I moved out of the house when I was 17. I lived closest to my grandma out of anyone, so I had been charged with her care. I would go visit, make sure she was eating, that she had food in her fridge, get her out for a bit, things like that. It was also my job to go to my uncle’s house and get her mail. She still had most of it delivered to a house she had not lived at in years that was 30 minutes away, and much too far for her to drive.

She was mentally ill (more on that in Goodbye Granny), and for a few months every year, she would be hyper-manic. She wouldn’t sleep; she would become delusional and would sometimes hallucinate. It was also my job to try to talk her back to reality when she started to head in this direction.

We were coming into one of her manic seasons. I was getting phone calls and spending hours trying to explain that the government can’t see you through your TV, and fun topics like that. She had called me and told me that she should have a social security check in the mail at my uncle’s house and asked me to go get it.

**Job 1:** Lay out the rows as a Markdown table with the columns "Line No" and "Content", skipping blank lines. Begin at the row line that has "Point to the green" and stop after the last line of the rows.

**Items:**

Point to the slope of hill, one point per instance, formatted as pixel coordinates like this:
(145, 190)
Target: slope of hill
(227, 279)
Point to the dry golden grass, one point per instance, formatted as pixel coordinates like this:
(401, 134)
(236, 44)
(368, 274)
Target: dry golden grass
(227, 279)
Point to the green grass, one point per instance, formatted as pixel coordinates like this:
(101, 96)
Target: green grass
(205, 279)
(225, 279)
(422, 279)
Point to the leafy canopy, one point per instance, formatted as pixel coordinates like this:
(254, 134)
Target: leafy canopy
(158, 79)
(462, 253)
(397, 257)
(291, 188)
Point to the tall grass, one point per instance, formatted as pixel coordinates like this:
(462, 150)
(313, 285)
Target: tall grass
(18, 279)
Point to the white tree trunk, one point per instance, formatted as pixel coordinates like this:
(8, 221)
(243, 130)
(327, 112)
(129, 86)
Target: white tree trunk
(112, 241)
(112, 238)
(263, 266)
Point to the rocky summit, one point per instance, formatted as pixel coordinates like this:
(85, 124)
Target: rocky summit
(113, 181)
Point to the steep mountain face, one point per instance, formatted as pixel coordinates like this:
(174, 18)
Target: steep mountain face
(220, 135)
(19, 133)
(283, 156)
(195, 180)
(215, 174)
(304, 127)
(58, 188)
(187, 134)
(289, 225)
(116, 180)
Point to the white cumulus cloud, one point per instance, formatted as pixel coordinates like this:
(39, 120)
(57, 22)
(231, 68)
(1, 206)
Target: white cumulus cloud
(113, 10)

**Job 2:** Transcribe the passage about caring for the grandmother word for word, beginning at the words "I moved out" and stopping after "in this direction.".

**Result 1:**
| Line No | Content |
|---|---|
| 1 | Point to the green grass, one point per instance, formatted as pixel coordinates like this: |
| 2 | (101, 96) |
| 3 | Target: green grass |
| 4 | (205, 279) |
| 5 | (225, 279) |
| 6 | (422, 279) |
| 7 | Point to the leafy canopy, one point per instance, formatted as pixel coordinates like this: |
| 8 | (254, 134) |
| 9 | Target: leafy canopy |
| 10 | (158, 79) |
| 11 | (462, 253) |
| 12 | (397, 257) |
| 13 | (291, 188) |
| 14 | Point to the tall grass, one point per instance, formatted as pixel coordinates like this: |
| 15 | (462, 150) |
| 16 | (313, 285) |
| 17 | Target: tall grass |
| 18 | (18, 279) |
| 19 | Point to the white tree trunk, one point per instance, formatted as pixel coordinates like this: |
| 20 | (8, 221) |
| 21 | (243, 130) |
| 22 | (327, 112) |
| 23 | (129, 86) |
| 24 | Target: white tree trunk |
| 25 | (112, 241) |
| 26 | (112, 238) |
| 27 | (263, 266) |
| 28 | Point to the rocky summit, one point per instance, formatted as pixel coordinates like this: |
| 29 | (85, 124) |
| 30 | Target: rocky summit |
| 31 | (113, 181) |
| 32 | Point to the steep mountain face, one point per instance, formatted as pixel coordinates like this: |
| 33 | (174, 18) |
| 34 | Target: steep mountain face |
| 35 | (220, 135) |
| 36 | (19, 133) |
| 37 | (283, 156) |
| 38 | (195, 180) |
| 39 | (215, 174) |
| 40 | (304, 127) |
| 41 | (58, 188) |
| 42 | (187, 134) |
| 43 | (289, 225) |
| 44 | (116, 180) |
| 45 | Point to the white cumulus cloud, one point per instance, formatted as pixel coordinates like this: |
| 46 | (39, 120) |
| 47 | (57, 22) |
| 48 | (231, 68) |
| 49 | (1, 206) |
| 50 | Target: white cumulus cloud |
| 51 | (113, 10) |

**Result 2:**
I moved out of the house when I was 17. I lived closest to my grandma out of anyone, so I had been charged with her care. I would go visit, make sure she was eating, that she had food in her fridge, get her out for a bit, things like that. It was also my job to go to my uncle’s house and get her mail. She still had most of it delivered to a house she had not lived at in years that was 30 minutes away, and much too far for her to drive.

She was mentally ill (more on that in Goodbye Granny), and for a few months every year, she would be hyper-manic. She wouldn’t sleep; she would become delusional and would sometimes hallucinate. It was also my job to try to talk her back to reality when she started to head in this direction.